Pick out every line in the items below that contains the string "vent" and copy those lines. Letter case counts.

* start *

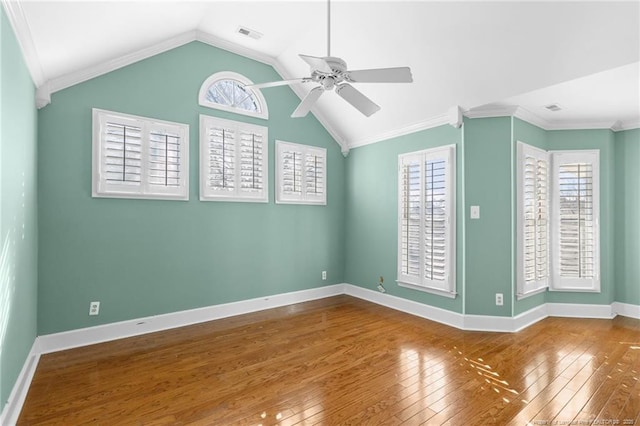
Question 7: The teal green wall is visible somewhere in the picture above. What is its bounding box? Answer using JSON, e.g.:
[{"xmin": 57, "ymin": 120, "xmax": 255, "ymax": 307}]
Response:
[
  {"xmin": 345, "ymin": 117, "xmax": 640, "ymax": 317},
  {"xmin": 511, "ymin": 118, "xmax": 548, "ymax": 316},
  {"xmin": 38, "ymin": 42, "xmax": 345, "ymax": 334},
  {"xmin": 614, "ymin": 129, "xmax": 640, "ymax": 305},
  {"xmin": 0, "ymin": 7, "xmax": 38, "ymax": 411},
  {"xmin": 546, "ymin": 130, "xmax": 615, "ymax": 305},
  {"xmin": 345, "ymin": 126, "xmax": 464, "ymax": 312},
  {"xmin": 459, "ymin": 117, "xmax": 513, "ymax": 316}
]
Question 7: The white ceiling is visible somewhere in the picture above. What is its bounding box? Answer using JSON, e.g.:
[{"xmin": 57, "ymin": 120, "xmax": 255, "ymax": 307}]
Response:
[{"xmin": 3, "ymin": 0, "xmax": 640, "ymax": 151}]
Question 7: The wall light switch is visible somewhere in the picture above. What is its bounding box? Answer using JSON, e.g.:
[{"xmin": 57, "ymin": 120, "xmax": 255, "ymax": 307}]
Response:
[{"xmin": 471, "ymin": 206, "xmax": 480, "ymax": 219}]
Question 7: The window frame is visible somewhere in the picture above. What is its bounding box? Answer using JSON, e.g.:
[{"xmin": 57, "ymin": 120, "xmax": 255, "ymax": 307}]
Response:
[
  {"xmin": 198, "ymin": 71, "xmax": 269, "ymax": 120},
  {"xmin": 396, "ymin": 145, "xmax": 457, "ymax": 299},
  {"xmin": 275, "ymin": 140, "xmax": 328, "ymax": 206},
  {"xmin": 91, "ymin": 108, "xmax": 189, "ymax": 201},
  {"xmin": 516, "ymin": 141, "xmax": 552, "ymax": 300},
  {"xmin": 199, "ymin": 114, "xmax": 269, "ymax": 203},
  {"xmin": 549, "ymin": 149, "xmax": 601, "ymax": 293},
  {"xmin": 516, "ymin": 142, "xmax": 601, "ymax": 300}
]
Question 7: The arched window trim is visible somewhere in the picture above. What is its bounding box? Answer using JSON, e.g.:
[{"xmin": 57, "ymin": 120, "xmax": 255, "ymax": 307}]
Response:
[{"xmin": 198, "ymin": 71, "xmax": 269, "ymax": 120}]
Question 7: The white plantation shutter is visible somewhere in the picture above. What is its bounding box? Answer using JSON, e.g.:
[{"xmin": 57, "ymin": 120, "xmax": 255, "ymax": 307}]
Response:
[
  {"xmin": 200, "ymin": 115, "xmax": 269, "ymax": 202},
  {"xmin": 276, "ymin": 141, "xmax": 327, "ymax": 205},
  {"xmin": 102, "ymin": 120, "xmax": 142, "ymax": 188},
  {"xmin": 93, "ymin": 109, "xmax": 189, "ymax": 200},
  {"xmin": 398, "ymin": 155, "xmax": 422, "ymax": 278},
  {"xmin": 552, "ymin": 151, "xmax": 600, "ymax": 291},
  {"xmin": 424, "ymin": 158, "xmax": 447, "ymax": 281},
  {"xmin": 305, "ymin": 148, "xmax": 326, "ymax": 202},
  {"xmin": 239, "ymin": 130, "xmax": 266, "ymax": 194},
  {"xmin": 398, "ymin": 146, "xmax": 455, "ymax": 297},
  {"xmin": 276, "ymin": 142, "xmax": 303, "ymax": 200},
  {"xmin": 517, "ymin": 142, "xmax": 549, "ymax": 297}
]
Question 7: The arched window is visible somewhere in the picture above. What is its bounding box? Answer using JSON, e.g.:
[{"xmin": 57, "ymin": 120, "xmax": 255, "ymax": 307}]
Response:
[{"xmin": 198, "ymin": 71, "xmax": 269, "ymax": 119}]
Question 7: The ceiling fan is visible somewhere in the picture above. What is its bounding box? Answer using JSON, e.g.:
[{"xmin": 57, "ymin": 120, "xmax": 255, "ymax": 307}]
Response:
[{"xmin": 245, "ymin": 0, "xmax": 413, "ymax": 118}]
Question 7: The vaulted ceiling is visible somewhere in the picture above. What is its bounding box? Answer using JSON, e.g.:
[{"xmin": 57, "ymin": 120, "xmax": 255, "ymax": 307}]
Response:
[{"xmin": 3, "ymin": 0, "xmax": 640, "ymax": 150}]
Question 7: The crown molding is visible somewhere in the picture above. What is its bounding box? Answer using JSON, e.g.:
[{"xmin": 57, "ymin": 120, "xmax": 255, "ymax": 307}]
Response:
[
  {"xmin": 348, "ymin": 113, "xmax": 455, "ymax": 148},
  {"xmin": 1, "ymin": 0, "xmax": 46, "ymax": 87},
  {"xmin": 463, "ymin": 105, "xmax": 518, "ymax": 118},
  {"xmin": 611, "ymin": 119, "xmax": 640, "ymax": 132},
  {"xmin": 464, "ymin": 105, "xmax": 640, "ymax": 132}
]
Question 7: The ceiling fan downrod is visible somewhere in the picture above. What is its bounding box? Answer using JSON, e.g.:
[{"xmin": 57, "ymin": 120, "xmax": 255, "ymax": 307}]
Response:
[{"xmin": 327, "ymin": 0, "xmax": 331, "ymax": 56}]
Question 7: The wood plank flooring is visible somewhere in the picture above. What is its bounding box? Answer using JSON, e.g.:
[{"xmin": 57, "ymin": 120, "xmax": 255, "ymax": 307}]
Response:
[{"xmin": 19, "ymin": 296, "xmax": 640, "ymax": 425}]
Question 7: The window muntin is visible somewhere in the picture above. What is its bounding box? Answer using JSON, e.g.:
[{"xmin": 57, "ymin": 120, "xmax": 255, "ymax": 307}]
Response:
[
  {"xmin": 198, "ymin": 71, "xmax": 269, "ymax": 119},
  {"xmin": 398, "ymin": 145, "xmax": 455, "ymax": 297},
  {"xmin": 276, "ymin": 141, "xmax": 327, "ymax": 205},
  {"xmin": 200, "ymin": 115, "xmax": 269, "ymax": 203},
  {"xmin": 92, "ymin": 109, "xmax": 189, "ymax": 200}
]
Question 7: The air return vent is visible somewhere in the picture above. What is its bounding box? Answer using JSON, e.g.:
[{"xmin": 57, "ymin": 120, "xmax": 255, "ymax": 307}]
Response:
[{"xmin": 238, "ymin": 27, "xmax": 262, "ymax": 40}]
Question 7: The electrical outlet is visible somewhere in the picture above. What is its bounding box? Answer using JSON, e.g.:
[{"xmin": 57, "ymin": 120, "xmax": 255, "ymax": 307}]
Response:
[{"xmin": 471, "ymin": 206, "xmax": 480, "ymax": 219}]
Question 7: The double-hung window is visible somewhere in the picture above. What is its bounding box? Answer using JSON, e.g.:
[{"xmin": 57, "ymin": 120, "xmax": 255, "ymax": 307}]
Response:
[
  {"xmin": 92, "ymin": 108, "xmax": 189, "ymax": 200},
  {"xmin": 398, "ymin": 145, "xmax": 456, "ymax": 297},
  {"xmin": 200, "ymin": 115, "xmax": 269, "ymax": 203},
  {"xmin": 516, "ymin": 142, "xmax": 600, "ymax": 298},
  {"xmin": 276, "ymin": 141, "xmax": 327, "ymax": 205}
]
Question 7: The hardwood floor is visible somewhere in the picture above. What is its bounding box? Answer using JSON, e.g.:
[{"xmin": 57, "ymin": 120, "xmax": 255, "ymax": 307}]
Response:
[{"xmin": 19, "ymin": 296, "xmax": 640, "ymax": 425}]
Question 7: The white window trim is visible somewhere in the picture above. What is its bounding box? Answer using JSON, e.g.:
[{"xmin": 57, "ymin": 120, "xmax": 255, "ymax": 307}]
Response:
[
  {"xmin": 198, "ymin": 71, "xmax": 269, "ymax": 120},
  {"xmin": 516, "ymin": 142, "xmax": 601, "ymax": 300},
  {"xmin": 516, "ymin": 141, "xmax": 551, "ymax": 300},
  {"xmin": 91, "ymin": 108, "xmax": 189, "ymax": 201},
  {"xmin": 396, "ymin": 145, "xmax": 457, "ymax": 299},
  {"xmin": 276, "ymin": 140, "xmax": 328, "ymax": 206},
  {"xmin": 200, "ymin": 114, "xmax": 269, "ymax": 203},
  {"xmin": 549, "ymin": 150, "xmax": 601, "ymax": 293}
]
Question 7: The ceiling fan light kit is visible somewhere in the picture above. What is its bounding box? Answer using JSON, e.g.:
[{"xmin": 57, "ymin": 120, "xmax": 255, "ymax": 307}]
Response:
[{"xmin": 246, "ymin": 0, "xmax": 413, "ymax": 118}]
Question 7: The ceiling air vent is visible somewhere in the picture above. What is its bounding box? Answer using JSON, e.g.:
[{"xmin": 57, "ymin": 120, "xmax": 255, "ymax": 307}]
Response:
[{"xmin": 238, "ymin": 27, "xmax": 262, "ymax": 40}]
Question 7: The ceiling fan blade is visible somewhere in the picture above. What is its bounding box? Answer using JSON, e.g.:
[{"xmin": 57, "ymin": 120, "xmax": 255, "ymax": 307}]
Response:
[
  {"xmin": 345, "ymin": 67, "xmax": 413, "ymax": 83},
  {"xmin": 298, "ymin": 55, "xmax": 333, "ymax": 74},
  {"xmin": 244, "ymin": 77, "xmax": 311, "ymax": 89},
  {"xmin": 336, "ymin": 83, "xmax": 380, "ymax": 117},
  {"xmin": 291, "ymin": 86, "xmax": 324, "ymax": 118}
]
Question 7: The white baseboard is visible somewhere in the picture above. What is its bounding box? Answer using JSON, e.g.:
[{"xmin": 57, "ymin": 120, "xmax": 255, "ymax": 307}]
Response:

* end *

• EXERCISE ANSWER
Question 7: The air return vent is visible somewhere in the picture above. What is its bounding box? Answer using JSON, e.g.:
Question 7: The ceiling air vent is visible somewhere in the picture above. What is its bounding box? Answer using JSON, e.g.:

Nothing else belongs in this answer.